### EXTRACTED ENTRIES ###
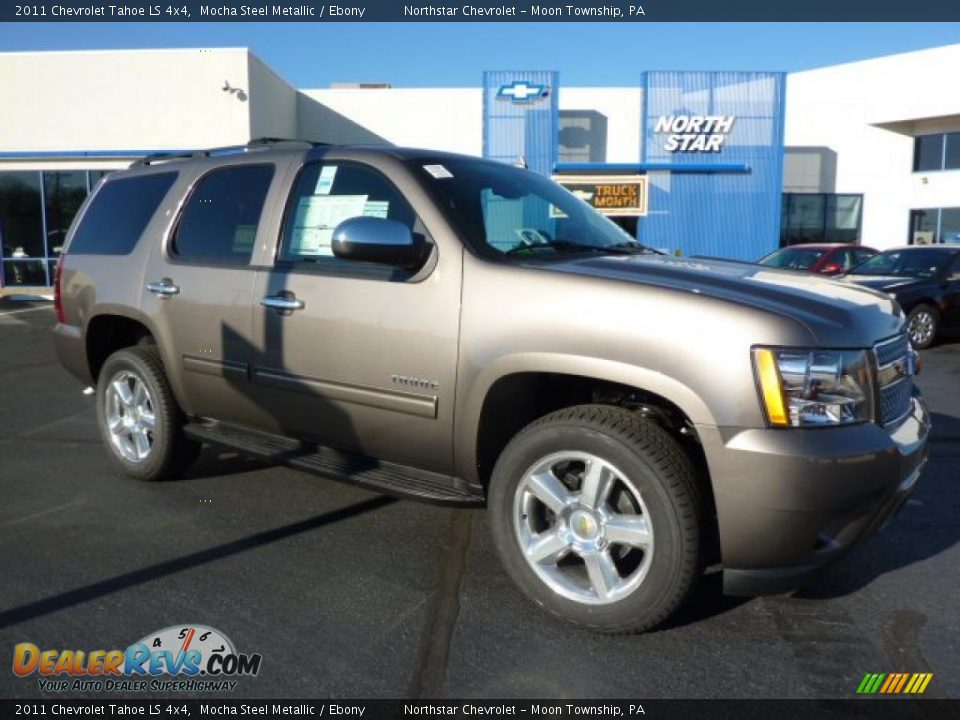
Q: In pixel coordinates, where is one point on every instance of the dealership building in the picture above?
(730, 164)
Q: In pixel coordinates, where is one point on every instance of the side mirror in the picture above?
(377, 240)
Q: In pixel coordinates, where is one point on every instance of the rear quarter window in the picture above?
(119, 213)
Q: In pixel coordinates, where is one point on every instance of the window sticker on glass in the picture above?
(377, 208)
(244, 238)
(316, 218)
(438, 172)
(325, 181)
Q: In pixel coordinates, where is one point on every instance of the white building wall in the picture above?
(448, 119)
(80, 102)
(867, 112)
(621, 106)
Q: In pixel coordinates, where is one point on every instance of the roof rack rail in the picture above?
(255, 144)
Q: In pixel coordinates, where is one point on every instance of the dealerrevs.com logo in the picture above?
(184, 658)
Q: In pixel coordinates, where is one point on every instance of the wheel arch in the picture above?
(110, 330)
(509, 392)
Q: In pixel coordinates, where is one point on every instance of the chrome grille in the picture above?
(895, 397)
(895, 401)
(891, 350)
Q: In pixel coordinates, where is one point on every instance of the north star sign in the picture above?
(522, 92)
(694, 133)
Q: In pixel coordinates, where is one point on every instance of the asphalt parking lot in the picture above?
(348, 594)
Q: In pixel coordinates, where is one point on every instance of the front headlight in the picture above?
(802, 387)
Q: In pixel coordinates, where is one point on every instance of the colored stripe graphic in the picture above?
(894, 683)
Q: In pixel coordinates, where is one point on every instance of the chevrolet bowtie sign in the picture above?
(694, 133)
(613, 195)
(522, 92)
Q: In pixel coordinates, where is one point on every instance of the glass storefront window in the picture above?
(24, 273)
(21, 215)
(843, 218)
(950, 225)
(934, 225)
(63, 192)
(820, 217)
(951, 155)
(804, 218)
(928, 153)
(32, 202)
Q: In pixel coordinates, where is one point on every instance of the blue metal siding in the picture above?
(514, 129)
(734, 215)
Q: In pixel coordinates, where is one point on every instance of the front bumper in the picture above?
(789, 501)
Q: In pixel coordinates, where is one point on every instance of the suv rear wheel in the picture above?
(595, 516)
(922, 325)
(140, 422)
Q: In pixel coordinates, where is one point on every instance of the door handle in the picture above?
(286, 302)
(163, 288)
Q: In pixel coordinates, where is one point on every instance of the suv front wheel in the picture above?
(140, 421)
(595, 515)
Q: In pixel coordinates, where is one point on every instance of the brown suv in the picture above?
(465, 332)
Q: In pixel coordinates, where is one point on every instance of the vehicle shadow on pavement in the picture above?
(706, 601)
(214, 462)
(100, 589)
(925, 528)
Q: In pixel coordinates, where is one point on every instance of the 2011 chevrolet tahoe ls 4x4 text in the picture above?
(466, 332)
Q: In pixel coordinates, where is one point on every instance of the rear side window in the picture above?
(220, 220)
(119, 213)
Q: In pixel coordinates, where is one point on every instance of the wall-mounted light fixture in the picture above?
(238, 92)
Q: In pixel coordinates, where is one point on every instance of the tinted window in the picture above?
(219, 223)
(504, 211)
(928, 152)
(793, 258)
(325, 195)
(119, 213)
(21, 215)
(921, 263)
(64, 193)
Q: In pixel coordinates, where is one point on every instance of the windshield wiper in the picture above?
###
**GIVEN REQUEST:**
Retype the whole listing above without changing a word, and leave the pictures out.

**ANSWER FOR THIS EXERCISE:**
Q: In pixel coordinates, where is one point on every instance of the dealership building in the picture above?
(730, 164)
Q: In pixel coordinates, where is one point on every instance of the side mirror in the picture above?
(377, 240)
Q: In pixel coordinates, where is one point on every instance of the rear quarter window in the picture above?
(119, 213)
Q: In pixel coordinates, where is one point on every instance of the window sticker on glass in the picture above?
(377, 208)
(244, 238)
(316, 218)
(438, 172)
(325, 181)
Q: In pixel coordinates, where is one point on every instance of the white building wall in the picture above?
(448, 119)
(80, 102)
(867, 112)
(621, 106)
Q: In pixel coordinates, where is one point on every instance of the roof rack rail in the picture above?
(255, 144)
Q: In pixel coordinates, where is one point on every instance of the dealerrevs.com logo in the picture above?
(184, 658)
Q: In pixel coordinates, where is one point on every instance of the wheel arch in the picture above?
(110, 330)
(509, 392)
Q: In pixel coordinates, where is one point on every instance of the chrome grille in the picture above?
(895, 397)
(895, 401)
(891, 350)
Q: In pixel coordinates, where is one point on every instance of the north star sign in the picture above?
(522, 92)
(694, 133)
Q: In pixel coordinates, where is one point on every instance of the asphalt parking lot in the picture above?
(348, 594)
Q: In pixel coordinates, where is one point on every instance of the front headlight in the picture above?
(802, 387)
Q: In pixel coordinates, where is one point on every instance of the colored stripe graphic in the picture above?
(894, 683)
Q: In pixel coordinates, where is one point on every instance of the chevrolet bowtie sign in the picture above?
(694, 133)
(613, 195)
(522, 92)
Q: In pixel coordinates, where is one point on every instance of the glass storefront window in the picture above?
(24, 273)
(21, 215)
(843, 218)
(950, 225)
(934, 225)
(63, 192)
(820, 217)
(951, 155)
(804, 218)
(928, 153)
(32, 202)
Q: In pixel coordinates, where is one point on every instance of the blue metal siding in the picture above?
(514, 129)
(734, 215)
Q: In pixel coordinates, where is one point on every instance of the front bumper in the picture above?
(789, 501)
Q: In pixel coordinates, where is one point on every instance of the suv rear wheel in the picture above?
(595, 516)
(922, 325)
(140, 422)
Q: In pixel coordinates, where is one point on every instance of the door handle in the picture above?
(286, 302)
(163, 288)
Q: In pixel coordinates, where is one point on every instance of the suv front wheel in the picture above?
(140, 421)
(595, 515)
Q: In pixel coordinates, where is one point on every instance of the brown suv in the picture above?
(465, 332)
Q: In pixel coordinates, where is one point on every instance of the vehicle shadow on pavement in the picture above?
(706, 601)
(214, 462)
(100, 589)
(925, 528)
Q: In pixel coordinates, where is one point on every instance of the 2011 chevrolet tahoe ls 4x4 text in the picture above?
(466, 332)
Q: In pixel coordinates, where is one point on every instance of the rear side window in the picture above?
(220, 220)
(119, 213)
Q: In pixel coordinates, where is one point on every instance of the wall-mounted light fixture in the picture above?
(238, 92)
Q: In pixel coordinates, where is one point on every instance of the tinted window in the picture above?
(219, 223)
(504, 211)
(928, 152)
(793, 258)
(325, 195)
(119, 213)
(21, 215)
(921, 263)
(64, 193)
Q: In pixel coordinates, where is one point on every instance of the windshield wiper in the picture above?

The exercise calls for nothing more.